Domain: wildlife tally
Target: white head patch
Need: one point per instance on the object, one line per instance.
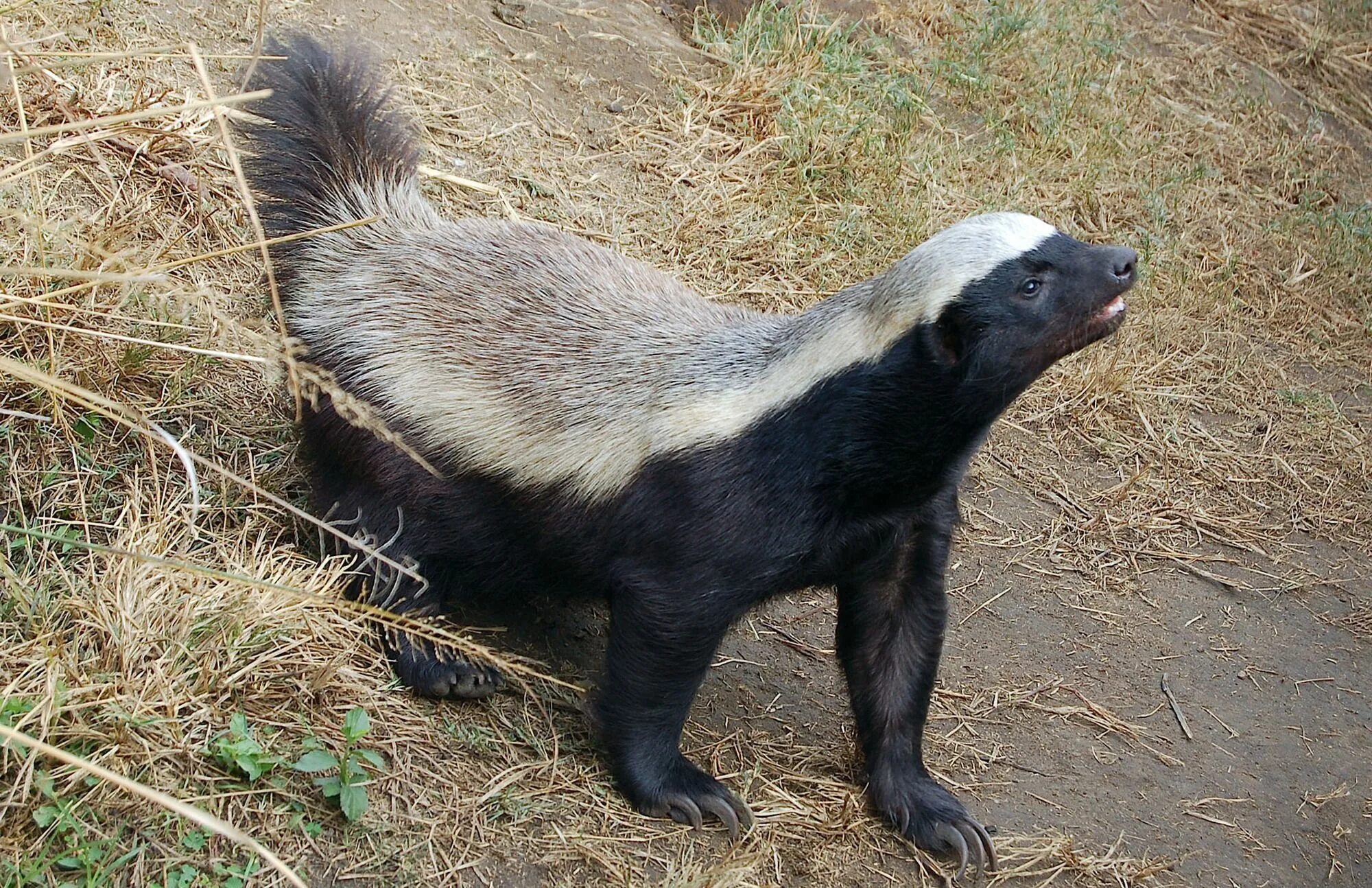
(932, 275)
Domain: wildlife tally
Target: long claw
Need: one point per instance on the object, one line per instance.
(746, 815)
(991, 864)
(688, 808)
(978, 854)
(724, 812)
(954, 839)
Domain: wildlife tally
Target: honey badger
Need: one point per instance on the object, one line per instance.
(600, 429)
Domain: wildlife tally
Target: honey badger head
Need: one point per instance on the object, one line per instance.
(1005, 296)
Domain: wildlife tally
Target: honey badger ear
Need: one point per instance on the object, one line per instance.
(946, 338)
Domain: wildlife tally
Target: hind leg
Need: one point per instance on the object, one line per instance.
(427, 668)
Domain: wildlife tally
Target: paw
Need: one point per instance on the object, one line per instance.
(935, 820)
(688, 795)
(442, 676)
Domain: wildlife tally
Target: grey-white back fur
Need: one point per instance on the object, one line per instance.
(525, 352)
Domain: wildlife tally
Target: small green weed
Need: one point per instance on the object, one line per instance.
(76, 852)
(241, 753)
(355, 767)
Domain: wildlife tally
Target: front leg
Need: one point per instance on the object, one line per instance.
(661, 644)
(892, 613)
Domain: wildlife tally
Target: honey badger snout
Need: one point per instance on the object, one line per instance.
(1123, 266)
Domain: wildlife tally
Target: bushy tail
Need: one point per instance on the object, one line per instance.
(333, 149)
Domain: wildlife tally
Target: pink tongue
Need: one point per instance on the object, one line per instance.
(1112, 308)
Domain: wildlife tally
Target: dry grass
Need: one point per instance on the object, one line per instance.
(141, 611)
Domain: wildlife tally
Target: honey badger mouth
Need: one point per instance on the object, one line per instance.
(1107, 320)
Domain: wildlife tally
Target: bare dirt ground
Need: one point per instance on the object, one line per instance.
(1090, 570)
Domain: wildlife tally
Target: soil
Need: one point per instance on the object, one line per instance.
(1274, 786)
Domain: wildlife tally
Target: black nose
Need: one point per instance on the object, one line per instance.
(1123, 261)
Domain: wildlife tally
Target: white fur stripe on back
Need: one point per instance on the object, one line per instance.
(537, 356)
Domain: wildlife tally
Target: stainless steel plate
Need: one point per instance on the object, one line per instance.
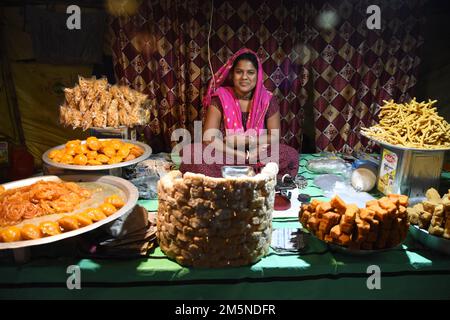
(128, 190)
(147, 152)
(431, 241)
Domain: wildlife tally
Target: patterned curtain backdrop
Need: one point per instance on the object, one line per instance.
(354, 69)
(162, 51)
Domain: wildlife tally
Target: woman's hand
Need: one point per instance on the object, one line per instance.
(259, 153)
(235, 140)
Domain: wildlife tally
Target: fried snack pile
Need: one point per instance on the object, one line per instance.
(38, 199)
(382, 224)
(433, 214)
(67, 223)
(414, 125)
(95, 152)
(95, 103)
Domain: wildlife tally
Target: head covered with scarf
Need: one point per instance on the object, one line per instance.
(231, 109)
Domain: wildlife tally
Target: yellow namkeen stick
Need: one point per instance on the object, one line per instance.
(414, 124)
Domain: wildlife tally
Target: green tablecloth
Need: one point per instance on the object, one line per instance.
(411, 271)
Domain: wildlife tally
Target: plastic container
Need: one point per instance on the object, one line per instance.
(364, 175)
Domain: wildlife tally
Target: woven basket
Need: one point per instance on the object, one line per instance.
(216, 222)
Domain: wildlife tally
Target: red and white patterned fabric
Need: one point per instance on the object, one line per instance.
(162, 51)
(354, 69)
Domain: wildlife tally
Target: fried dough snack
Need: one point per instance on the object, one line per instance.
(65, 224)
(414, 124)
(432, 214)
(95, 103)
(38, 199)
(381, 224)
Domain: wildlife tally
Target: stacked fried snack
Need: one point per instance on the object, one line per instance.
(95, 103)
(433, 214)
(31, 231)
(382, 224)
(414, 124)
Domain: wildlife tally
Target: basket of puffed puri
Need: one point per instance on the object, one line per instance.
(210, 222)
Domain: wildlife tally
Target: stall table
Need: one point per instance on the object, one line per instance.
(407, 272)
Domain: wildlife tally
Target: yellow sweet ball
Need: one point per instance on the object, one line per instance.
(102, 158)
(93, 162)
(92, 154)
(123, 152)
(109, 151)
(10, 234)
(73, 143)
(54, 153)
(116, 144)
(93, 143)
(80, 159)
(70, 151)
(66, 158)
(115, 200)
(81, 149)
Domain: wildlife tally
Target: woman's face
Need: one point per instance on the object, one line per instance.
(244, 77)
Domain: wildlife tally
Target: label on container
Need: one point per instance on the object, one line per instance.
(388, 171)
(4, 159)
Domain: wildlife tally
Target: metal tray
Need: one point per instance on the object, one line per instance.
(147, 152)
(431, 241)
(127, 189)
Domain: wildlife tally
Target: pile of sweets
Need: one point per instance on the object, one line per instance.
(381, 224)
=======
## WHAT IS NEEDED
Set down the records in full and exactly. Do not carry over any image.

## EXPECTED OUTPUT
Domain: wildlife tally
Target: white head patch
Need: one point per instance on the object, one line per instance.
(932, 275)
Domain: wildlife tally
Target: long claw
Need: one point per instance on the object, one line per instance.
(746, 815)
(991, 864)
(688, 808)
(978, 854)
(724, 812)
(954, 839)
Domain: wildlife tally
Target: honey badger
Need: one point per instance on the object, one line per instance.
(600, 429)
Domain: wildlife tally
Target: honey badger head
Need: one point per instance on the object, one line per instance.
(1005, 296)
Domain: wildlife tally
Target: honey badger ear
Need: one point per instance on the object, one line per instance.
(946, 338)
Domain: wildlife tally
Target: hind leg
Need: one point per instance on the object, one line per instance.
(427, 668)
Domain: wildlife tally
Target: paw
Need: one point per instance on the object, one line per instance.
(935, 820)
(688, 795)
(442, 676)
Domain: wildlife tally
Target: grey-white back fur
Need: one point per instance on the object, one line per instance.
(525, 352)
Domain: wildlife tally
Target: small green weed
Need: one point per instance on the object, one line per instance.
(76, 852)
(241, 753)
(355, 767)
Domain: wildlife tally
Target: front leg
Need: one point per instance on the object, one line per instance.
(661, 644)
(892, 613)
Domain: wildlife tally
Target: honey badger snout
Need: one point per instance on the object, one line per instance.
(1123, 266)
Domain: wildlife tally
Target: bushy tail
Need: one point per instance on the object, one line per instance.
(333, 149)
Domain: wildlife tally
Target: pink tongue
Need: one point per instance on the object, one line per instance.
(1112, 308)
Domain: wildlife tally
Target: dry grass
Need: one point per instance on the object, one line per instance.
(141, 611)
Domain: wildlife tally
Target: honey badger mouth
Need: one point per instance on the object, one line per instance.
(1107, 320)
Domain: wildlife tally
Target: bare dirt ground
Need: one point per instance on the object, one line per instance.
(1090, 570)
Domain: wildlife tally
Target: soil
Need: one point per instance on the object, one line per instance.
(1274, 786)
Domain: wildlife tally
Target: black nose
Need: one point per instance on the object, one line per instance.
(1123, 261)
Domain: wildlife tally
Target: white fur stripe on back
Need: one point per instance on the object, one line per instance.
(537, 356)
Domain: wildlife tally
Target: stainless steel plate
Need: one point per instance on the object, one line per instance.
(128, 190)
(147, 152)
(431, 241)
Domain: wildlife tally
Target: patterned curtain backdrop
Need: one point per instance on the object, one line per instance.
(354, 69)
(162, 51)
Domain: wildlife tally
Target: woman's hand
Need: one point per instance on the object, one line per instance.
(259, 153)
(235, 140)
Domain: wildlife tally
Target: fried snack pile
Need: one point per instance on the object, one line per instance.
(38, 199)
(382, 224)
(433, 214)
(67, 223)
(414, 125)
(95, 152)
(95, 103)
Domain: wildlife tally
Target: head covered with scarf
Need: one point per instance on the object, one line per instance.
(231, 109)
Domain: wildlife tally
Target: yellow namkeen stick
Need: one point per instance on the object, one line per instance.
(414, 124)
Domain: wildlife tally
Target: green tablecloth
Need: one point per instance on the object, one line per instance.
(411, 271)
Domain: wildlife tally
Target: plastic container
Need: one point per instance on the object, one line per instance.
(364, 175)
Domain: wildlife tally
Target: woven basket
Need: one point per instance on the object, one line per instance.
(216, 222)
Domain: wildlife tally
Target: red and white patterned fabric
Need: one point per instance on the object, one line per instance.
(162, 51)
(354, 69)
Domain: wildlife tally
Target: fried dough snack
Need: one point per instance on the object, one line per instance.
(65, 224)
(414, 124)
(432, 214)
(95, 103)
(38, 199)
(381, 224)
Domain: wildlife tally
Target: stacked fried snack
Need: one point per instance on the object, one line per instance.
(95, 103)
(433, 214)
(31, 231)
(382, 224)
(414, 124)
Domain: wildlife tally
Target: basket of puffed puri
Need: one point per instance on the object, one line per instance.
(210, 222)
Domain: wildlife tally
Target: stall table
Need: one point per instance on the object, one line per instance.
(407, 272)
Domain: wildlife tally
Target: yellow sweet ball
Need: one point per instance on the object, one line per instance.
(102, 158)
(93, 162)
(92, 154)
(123, 152)
(109, 151)
(10, 234)
(73, 143)
(54, 153)
(116, 144)
(93, 143)
(80, 159)
(70, 151)
(66, 158)
(115, 200)
(81, 149)
Domain: wildlife tally
Target: woman's face
Need: one point per instance on the object, one line per instance.
(244, 77)
Domain: wildlife tally
Target: label on container
Need: one point per instance on the object, one line per instance.
(388, 171)
(4, 159)
Domain: wildlife tally
Target: metal tray
Need: one point per instance on the object, one line per instance.
(147, 152)
(431, 241)
(127, 189)
Domain: wildlife tally
Target: pile of sweets
Need: one point per instance on the object, one line per instance.
(381, 224)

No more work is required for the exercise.